▸ **Source extract**:
####

Years ago, a book review in The New York Times said my novel Sister India showed me to be “a writer with a keen sense of the precariousness of our lives….” That surprised me. It’s true that the novel is set in the Hindu holy city on the Ganges believed to be the most auspicious place to die. However the story’s about a guest house full of travelers caught in a city-wide curfew with the troubled inn-keeper and the man she secretly loves. I didn’t think I was writing about precariousness of life or that I had any such sense. I was sure I didn’t. Now I’m starting to acquire it.
In fact, my most recent novel, My Life On Earth And Elsewhere is a story of The Big Mysteries, of #lifebeforelife and life after death, of nearby and ever-present spirit worlds. Call it fantasy–or spiritual exploration, or wishful thinking, or faith. In any case, it shows me how much these matters are increasingly on my mind.
The awareness does add a sharper edge to appreciation for being alive, for my loved ones who are living. And so far, I’ve been lucky. Several of my people have survived serious close calls. Both those situations are likely at some point to change.
The Hot Roller Cure
Unless, of course, technology (in the form of medical innovation) comes to the rescue as I foolishly trust it will. The arrival of hot rollers in my life back in the early 60s first gave me this confidence. I’d begun in my very early teens to have serious concern about whether I’d ever be able to get married, since it was absolutely necessary for me to sleep in pink foam rubber curlers.
I couldn’t let anyone outside my family of origin see me with my hair rolled up.
Then came hot rollers, which did the job in a few minutes in the morning. The problem was solved.
In fact, medical technology has already saved the day for me lately. What happened to my mother more than forty years ago — losing her husband and mother three months apart — would have happened to me when I was 68 but for good luck and good medical treatment. Bob had his very close call with his heart then in December, Mom in late February. Both got good treatment and survived.
At some point, though, I’m likely to discover — in a gut way — that I and quite a few others are going to die.
Closer to Life?
Some years ago, I was discussing with my psychologist husband (who is now retiring) the situation of a man who was losing his wife to cancer. Going through that, Bob said, can bring a person “closer to life.” I saved that perplexing phrase for later consideration, no doubt knowing that at some point it could come in handy.

####

▸ **Extracted information**:
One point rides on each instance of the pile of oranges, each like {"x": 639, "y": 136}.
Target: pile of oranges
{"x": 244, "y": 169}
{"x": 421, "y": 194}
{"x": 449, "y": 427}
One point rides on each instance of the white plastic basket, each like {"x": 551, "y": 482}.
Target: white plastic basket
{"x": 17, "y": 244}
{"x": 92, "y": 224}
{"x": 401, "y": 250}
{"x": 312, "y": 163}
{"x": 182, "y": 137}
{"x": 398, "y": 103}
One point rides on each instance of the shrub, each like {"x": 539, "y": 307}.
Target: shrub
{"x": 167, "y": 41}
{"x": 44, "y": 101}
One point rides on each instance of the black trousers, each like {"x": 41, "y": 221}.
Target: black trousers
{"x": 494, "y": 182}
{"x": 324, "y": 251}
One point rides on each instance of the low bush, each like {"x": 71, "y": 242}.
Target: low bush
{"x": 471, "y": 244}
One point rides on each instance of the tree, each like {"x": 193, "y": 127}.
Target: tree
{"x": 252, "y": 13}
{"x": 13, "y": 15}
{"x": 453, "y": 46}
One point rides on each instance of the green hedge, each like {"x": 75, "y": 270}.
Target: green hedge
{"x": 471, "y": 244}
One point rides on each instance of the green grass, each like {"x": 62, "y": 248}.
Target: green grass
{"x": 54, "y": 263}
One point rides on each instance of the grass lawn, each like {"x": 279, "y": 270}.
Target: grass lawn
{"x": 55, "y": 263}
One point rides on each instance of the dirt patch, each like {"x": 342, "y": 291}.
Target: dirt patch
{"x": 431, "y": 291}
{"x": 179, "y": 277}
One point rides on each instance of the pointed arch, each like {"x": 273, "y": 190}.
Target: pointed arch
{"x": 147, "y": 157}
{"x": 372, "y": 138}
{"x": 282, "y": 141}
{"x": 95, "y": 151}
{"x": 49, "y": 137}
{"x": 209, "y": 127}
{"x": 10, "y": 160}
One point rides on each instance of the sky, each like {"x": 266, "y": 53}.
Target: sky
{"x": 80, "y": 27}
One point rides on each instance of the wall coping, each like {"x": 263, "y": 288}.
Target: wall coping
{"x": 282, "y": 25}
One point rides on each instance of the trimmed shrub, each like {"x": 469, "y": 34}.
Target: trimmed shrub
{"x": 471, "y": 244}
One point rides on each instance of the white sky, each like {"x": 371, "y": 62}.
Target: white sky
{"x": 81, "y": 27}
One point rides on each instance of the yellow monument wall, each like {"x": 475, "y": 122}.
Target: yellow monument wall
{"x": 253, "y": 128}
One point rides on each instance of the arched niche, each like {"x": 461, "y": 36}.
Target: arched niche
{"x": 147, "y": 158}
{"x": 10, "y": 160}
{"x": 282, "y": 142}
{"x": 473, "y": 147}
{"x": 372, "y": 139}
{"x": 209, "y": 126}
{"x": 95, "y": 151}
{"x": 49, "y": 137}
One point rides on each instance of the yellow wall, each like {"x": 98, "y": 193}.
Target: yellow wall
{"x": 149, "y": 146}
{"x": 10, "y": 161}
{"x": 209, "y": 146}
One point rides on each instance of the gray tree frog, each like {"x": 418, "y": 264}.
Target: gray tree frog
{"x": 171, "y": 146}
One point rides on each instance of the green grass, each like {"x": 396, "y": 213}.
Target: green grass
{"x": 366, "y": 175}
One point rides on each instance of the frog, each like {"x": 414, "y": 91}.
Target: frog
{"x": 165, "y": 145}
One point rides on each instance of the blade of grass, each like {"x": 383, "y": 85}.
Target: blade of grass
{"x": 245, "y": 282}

####

▸ **What you need to do**:
• A. Please restate the essay on the precariousness of life from "I couldn’t let" to "going to die.", swapping "good luck" for "good fortune".
• B. Write the next part of the essay on the precariousness of life, picking up after its final sentence.

▸ **Answers to this exercise**:
• A.
I couldn’t let anyone outside my family of origin see me with my hair rolled up.
Then came hot rollers, which did the job in a few minutes in the morning. The problem was solved.
In fact, medical technology has already saved the day for me lately. What happened to my mother more than forty years ago — losing her husband and mother three months apart — would have happened to me when I was 68 but for good fortune and good medical treatment. Bob had his very close call with his heart then in December, Mom in late February. Both got good treatment and survived.
At some point, though, I’m likely to discover — in a gut way — that I and quite a few others are going to die.

• B.
It’s paradoxical of course to think that facing death brings you #closertolife. And what do the words really mean: how can you get closer to life than being alive?
The Deep Stuff
What makes that greater closeness, I now discover, is coming to know more intimately the most profound experiences of being physically and emotionally alive. I suspect anyone who has a child gets an early dose of that immediacy.
But in the course of daily routines — work, errands, getting things done
— it’s probably pretty easy for anyone to lose awareness of the deep stuff. The raw emotion, the pulsing messy heated bodily life. The precariousness.
Our forgetting and the shocks of re-connection are both no doubt necessary; who could stand a constant awareness or a permanent detachment?
And Six Years Later?
Have I learned anything more in the last six years since I wrote most of what’s above? Mainly, I still feel that I’m extraordinarily lucky, to keep my health and my husband and so many other loved ones.
I do know a bit more about the medical world, since Bob has just finished his second round of cancer treatment. He is tired, but we’re assured that the cancer will not get him.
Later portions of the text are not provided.